• **Dataset content**:
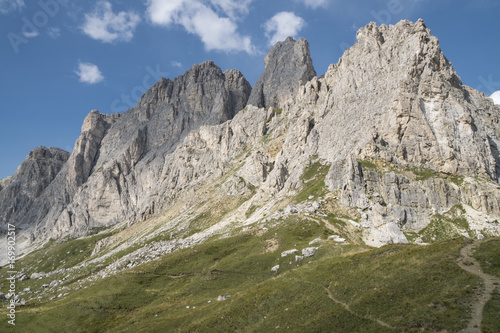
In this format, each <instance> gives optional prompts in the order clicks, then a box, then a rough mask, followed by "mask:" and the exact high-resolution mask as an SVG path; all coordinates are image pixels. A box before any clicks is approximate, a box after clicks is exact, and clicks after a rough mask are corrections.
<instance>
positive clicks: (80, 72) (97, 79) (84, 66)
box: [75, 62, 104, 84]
--
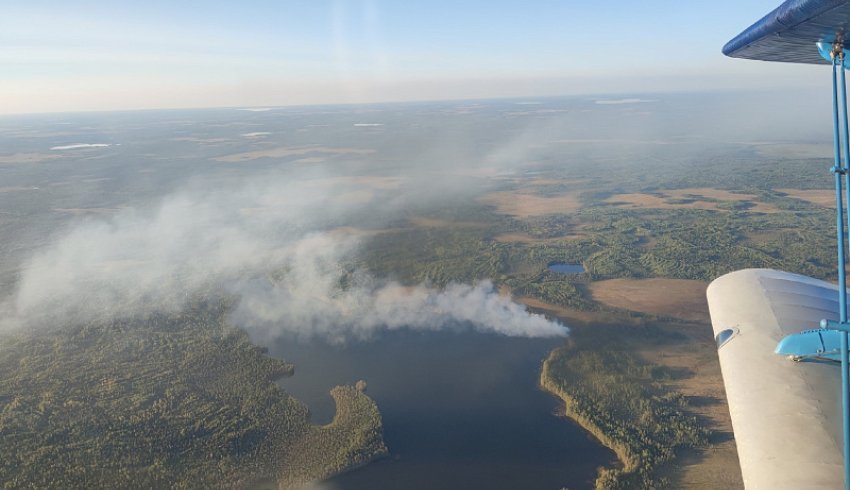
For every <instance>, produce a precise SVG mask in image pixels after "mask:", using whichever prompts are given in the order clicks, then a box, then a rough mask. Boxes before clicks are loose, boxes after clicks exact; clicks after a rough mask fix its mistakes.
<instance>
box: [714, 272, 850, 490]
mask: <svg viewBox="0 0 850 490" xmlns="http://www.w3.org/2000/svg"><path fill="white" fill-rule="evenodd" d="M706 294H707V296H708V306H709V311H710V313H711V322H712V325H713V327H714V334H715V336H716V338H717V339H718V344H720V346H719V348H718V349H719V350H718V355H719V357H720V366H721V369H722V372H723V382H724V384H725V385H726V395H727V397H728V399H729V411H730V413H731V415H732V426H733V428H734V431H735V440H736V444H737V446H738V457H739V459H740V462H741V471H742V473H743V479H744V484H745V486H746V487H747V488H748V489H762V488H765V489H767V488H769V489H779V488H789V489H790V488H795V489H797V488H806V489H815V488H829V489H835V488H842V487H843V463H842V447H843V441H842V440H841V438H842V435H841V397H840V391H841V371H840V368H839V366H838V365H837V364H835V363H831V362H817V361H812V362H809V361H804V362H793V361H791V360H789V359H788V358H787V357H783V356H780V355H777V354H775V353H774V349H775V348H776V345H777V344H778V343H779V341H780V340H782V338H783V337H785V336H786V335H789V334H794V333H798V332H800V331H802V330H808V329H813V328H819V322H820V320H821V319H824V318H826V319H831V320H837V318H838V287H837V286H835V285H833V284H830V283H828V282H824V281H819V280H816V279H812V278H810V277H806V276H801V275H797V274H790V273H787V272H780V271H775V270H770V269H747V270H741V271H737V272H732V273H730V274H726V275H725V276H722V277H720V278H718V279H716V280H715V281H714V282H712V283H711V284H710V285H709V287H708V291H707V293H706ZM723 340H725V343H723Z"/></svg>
---
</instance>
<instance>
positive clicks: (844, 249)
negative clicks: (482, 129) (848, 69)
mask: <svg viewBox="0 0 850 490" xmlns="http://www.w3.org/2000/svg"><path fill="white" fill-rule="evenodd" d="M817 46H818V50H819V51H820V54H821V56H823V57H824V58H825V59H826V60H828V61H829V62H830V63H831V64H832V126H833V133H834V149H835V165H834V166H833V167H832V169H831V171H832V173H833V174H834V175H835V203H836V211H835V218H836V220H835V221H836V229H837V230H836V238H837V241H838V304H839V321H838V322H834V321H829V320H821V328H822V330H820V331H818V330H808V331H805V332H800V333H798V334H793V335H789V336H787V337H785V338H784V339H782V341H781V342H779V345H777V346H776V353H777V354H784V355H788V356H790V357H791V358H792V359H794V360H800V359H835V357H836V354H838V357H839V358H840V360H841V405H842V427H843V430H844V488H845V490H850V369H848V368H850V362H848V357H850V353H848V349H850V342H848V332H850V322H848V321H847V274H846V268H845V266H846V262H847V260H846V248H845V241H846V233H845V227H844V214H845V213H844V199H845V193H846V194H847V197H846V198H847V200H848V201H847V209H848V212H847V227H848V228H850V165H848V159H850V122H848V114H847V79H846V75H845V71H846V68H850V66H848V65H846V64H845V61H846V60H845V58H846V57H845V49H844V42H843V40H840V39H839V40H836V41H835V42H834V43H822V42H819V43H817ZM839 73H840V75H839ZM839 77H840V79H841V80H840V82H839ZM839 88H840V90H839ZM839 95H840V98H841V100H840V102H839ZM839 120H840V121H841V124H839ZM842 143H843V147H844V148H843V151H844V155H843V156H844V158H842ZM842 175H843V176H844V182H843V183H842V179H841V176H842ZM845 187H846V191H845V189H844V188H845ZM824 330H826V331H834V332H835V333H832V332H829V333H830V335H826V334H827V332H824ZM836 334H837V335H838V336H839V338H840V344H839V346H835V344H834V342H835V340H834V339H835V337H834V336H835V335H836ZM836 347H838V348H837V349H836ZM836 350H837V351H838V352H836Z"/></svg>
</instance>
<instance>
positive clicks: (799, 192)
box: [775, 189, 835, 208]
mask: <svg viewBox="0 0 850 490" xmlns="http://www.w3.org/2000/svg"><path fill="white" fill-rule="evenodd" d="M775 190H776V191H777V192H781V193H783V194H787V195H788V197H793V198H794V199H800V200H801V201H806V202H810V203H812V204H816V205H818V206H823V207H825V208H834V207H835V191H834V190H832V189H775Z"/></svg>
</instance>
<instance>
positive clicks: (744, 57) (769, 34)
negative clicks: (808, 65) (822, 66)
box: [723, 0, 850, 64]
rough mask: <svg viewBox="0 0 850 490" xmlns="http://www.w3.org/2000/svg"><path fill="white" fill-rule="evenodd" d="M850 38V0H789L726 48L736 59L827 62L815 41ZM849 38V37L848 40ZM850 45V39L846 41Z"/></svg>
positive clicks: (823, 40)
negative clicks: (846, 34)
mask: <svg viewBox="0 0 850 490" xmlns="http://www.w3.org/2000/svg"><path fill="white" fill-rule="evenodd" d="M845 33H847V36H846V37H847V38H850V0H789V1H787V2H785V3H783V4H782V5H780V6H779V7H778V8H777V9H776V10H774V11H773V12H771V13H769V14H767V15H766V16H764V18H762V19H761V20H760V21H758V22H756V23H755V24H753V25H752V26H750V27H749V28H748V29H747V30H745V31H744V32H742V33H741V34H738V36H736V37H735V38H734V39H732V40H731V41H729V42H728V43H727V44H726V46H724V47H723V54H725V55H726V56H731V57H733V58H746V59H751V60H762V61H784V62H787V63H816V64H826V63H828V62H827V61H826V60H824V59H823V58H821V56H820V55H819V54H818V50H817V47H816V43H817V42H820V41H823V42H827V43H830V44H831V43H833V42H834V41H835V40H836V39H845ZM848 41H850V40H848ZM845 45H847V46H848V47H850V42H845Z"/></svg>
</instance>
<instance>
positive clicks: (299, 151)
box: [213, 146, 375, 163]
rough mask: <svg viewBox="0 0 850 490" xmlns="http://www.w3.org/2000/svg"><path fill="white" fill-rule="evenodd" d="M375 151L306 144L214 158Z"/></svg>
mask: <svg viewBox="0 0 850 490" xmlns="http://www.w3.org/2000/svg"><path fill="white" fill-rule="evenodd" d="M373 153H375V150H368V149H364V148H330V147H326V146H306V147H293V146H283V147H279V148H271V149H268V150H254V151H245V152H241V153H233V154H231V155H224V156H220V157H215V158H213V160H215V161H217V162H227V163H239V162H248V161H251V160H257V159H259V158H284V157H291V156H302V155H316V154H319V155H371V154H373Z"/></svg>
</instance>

• **What to work on**: From the entries above, copy each line holding "positive".

• **Response for this exercise**:
positive clicks: (80, 72) (97, 79) (84, 66)
positive clicks: (844, 249)
positive clicks: (799, 192)
positive clicks: (744, 57) (769, 34)
positive clicks: (823, 40)
positive clicks: (299, 151)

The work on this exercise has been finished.